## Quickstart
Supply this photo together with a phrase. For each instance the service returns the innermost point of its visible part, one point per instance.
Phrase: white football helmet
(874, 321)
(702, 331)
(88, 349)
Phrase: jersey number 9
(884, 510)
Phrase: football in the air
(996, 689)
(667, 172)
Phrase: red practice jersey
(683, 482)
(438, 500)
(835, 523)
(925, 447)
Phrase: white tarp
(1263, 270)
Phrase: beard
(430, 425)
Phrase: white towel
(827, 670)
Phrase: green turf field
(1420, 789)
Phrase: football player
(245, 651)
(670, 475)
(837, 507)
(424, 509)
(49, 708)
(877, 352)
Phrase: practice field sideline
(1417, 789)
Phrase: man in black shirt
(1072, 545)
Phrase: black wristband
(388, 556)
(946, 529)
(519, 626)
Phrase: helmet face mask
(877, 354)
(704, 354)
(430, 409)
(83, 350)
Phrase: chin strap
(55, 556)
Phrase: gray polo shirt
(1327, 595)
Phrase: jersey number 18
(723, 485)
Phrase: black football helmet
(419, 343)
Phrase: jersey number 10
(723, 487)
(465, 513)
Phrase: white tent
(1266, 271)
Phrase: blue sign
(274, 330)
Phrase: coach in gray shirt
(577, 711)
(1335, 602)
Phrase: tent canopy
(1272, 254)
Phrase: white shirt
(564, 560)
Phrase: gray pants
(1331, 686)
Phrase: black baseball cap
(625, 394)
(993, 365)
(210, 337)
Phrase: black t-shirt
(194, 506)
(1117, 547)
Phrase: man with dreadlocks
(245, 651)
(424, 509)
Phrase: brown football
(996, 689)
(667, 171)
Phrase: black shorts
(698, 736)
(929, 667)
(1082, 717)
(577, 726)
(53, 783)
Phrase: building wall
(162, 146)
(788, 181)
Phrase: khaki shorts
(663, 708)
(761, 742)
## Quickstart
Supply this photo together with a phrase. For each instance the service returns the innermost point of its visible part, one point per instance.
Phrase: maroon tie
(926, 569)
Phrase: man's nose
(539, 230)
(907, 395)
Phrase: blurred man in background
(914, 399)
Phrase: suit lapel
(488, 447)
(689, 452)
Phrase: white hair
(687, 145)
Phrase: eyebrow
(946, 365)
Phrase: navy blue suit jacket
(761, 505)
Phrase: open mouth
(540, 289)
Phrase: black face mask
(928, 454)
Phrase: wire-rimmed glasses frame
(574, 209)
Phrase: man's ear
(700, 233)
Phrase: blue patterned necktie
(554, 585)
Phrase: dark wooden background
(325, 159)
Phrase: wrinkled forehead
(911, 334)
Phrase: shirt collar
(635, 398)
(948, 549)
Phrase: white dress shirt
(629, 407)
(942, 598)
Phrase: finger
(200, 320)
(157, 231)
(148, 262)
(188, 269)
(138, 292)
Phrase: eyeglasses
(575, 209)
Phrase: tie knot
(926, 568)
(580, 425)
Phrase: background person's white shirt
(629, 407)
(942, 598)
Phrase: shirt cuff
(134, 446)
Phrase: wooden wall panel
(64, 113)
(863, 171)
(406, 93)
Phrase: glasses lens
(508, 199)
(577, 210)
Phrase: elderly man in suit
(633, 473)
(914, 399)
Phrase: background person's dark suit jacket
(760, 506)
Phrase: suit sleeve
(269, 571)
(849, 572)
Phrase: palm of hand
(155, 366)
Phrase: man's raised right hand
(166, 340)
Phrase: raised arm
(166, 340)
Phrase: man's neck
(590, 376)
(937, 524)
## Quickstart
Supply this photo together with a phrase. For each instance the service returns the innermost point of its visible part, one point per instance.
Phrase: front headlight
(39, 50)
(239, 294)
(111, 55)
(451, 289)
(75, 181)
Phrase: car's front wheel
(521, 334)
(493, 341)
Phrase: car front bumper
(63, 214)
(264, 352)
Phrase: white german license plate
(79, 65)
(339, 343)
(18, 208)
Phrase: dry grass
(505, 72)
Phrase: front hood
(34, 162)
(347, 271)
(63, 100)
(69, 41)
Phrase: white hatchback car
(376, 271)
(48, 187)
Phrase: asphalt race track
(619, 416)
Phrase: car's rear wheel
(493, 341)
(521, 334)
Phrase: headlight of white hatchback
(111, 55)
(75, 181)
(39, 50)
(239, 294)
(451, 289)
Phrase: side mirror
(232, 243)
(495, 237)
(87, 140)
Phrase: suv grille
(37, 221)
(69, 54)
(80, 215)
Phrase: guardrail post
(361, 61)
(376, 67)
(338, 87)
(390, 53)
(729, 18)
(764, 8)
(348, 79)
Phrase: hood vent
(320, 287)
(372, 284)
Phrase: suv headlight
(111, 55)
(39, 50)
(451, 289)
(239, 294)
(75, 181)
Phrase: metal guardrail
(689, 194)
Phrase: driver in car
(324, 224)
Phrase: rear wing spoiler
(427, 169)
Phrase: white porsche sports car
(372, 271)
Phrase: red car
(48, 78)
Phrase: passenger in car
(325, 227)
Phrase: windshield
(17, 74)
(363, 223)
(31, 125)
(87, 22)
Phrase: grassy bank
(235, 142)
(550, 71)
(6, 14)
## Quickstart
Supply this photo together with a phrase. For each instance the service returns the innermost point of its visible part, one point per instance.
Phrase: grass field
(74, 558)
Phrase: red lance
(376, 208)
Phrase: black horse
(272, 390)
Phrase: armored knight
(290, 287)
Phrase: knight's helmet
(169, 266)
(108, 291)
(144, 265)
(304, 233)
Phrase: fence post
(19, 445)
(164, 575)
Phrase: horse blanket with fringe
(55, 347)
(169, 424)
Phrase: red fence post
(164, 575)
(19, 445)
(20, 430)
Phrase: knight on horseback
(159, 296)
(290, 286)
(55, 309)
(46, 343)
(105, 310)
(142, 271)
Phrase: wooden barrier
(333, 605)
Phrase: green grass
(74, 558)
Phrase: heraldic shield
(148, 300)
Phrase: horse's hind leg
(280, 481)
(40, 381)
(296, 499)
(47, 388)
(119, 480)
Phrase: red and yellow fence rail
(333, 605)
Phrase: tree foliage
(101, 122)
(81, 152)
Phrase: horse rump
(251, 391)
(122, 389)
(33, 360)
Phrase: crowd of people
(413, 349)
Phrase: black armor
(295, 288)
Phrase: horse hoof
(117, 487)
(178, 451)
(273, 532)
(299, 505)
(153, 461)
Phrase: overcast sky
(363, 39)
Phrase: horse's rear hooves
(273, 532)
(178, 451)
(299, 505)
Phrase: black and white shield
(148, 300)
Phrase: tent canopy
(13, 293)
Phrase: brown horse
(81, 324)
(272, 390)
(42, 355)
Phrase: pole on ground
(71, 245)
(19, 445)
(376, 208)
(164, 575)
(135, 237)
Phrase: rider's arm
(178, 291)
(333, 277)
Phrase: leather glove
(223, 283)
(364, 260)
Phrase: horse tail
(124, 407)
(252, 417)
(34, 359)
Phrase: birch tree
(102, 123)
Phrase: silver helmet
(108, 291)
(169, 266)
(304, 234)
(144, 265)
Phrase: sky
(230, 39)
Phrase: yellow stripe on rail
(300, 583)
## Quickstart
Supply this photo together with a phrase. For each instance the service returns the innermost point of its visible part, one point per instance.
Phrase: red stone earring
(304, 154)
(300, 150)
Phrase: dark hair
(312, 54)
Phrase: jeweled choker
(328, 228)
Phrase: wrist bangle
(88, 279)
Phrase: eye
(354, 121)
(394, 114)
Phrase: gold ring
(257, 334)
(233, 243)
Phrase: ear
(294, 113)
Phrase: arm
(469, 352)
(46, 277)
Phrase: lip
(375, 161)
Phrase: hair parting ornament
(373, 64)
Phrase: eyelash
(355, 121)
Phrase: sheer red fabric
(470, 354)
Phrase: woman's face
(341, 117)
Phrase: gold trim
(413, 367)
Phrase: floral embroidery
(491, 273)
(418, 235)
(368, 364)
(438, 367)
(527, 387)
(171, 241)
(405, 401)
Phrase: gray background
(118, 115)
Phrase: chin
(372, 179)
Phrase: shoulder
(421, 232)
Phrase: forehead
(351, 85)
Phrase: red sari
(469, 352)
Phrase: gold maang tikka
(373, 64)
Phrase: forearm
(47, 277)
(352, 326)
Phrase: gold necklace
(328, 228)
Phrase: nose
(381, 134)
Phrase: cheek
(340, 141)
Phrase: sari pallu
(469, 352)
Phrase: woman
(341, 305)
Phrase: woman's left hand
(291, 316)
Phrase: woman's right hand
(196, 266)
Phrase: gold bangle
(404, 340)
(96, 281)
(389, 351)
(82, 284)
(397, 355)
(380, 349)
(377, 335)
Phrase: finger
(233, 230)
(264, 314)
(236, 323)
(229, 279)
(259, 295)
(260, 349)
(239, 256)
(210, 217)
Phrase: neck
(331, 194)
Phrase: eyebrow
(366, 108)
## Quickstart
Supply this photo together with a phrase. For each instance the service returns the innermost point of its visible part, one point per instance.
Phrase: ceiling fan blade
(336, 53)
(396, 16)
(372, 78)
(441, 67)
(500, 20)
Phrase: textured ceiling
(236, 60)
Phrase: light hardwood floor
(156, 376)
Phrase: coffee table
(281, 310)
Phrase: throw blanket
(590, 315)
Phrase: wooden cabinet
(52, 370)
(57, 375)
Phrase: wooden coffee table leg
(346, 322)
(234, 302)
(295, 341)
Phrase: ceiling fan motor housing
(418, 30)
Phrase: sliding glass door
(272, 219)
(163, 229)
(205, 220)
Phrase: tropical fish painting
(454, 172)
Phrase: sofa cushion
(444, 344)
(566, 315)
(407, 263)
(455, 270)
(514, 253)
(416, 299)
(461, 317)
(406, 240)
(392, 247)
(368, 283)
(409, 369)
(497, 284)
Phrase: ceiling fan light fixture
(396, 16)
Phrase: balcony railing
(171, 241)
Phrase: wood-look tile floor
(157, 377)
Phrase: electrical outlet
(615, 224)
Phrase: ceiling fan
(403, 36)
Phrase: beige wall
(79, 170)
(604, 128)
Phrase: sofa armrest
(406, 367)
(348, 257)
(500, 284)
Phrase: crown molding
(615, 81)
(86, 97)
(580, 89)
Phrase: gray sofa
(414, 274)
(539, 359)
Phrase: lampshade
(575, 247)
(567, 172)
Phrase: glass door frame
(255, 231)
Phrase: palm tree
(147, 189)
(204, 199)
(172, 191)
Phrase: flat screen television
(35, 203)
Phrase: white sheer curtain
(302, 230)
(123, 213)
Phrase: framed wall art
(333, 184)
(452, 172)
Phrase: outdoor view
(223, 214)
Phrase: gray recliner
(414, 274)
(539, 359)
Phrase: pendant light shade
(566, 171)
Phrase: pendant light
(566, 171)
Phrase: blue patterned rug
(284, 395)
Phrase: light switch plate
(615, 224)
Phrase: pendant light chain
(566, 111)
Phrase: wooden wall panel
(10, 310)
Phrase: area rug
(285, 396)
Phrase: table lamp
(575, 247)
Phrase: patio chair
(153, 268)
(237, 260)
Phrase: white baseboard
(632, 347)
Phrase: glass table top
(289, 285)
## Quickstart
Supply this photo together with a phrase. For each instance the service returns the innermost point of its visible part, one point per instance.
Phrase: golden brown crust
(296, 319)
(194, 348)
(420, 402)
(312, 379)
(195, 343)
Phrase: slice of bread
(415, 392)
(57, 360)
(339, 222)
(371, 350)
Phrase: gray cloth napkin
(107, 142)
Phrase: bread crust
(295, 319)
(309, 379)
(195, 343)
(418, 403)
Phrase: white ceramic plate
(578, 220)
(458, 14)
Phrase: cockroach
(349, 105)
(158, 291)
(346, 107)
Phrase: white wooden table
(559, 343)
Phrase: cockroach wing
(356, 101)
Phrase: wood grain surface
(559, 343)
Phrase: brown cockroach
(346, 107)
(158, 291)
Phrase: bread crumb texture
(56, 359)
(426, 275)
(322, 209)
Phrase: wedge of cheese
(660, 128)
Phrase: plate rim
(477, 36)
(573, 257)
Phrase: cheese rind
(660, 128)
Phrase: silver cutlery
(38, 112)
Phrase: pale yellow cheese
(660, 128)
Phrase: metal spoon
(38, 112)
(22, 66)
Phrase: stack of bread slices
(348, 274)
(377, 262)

▶ **What is asked**: Every line from the one containing "Phrase: table lamp" through the last line of the entries must be written out verbatim, and no other line.

▶ **Solution**:
Phrase: table lamp
(575, 247)
Phrase: patio chair
(153, 268)
(237, 260)
Phrase: white baseboard
(632, 347)
Phrase: glass table top
(289, 285)
## Quickstart
Supply this photo together with a phrase. For each instance the service returns the innermost point of its visible part, one point per instance.
Phrase: golden brown crust
(296, 319)
(194, 348)
(420, 402)
(312, 379)
(195, 343)
Phrase: slice of bread
(415, 392)
(57, 360)
(339, 222)
(371, 350)
Phrase: gray cloth napkin
(107, 142)
Phrase: bread crust
(295, 319)
(309, 379)
(195, 343)
(418, 403)
Phrase: white ceramic plate
(578, 220)
(458, 14)
Phrase: cockroach
(349, 105)
(158, 291)
(346, 107)
Phrase: white wooden table
(559, 343)
Phrase: cockroach wing
(356, 101)
Phrase: wood grain surface
(559, 343)
Phrase: brown cockroach
(346, 107)
(158, 291)
Phrase: bread crumb texture
(56, 359)
(426, 275)
(322, 209)
Phrase: wedge of cheese
(660, 128)
Phrase: plate rim
(477, 36)
(573, 257)
Phrase: cheese rind
(660, 128)
Phrase: silver cutlery
(38, 112)
Phrase: pale yellow cheese
(660, 128)
Phrase: metal spoon
(38, 112)
(22, 66)
Phrase: stack of bread slices
(348, 274)
(377, 262)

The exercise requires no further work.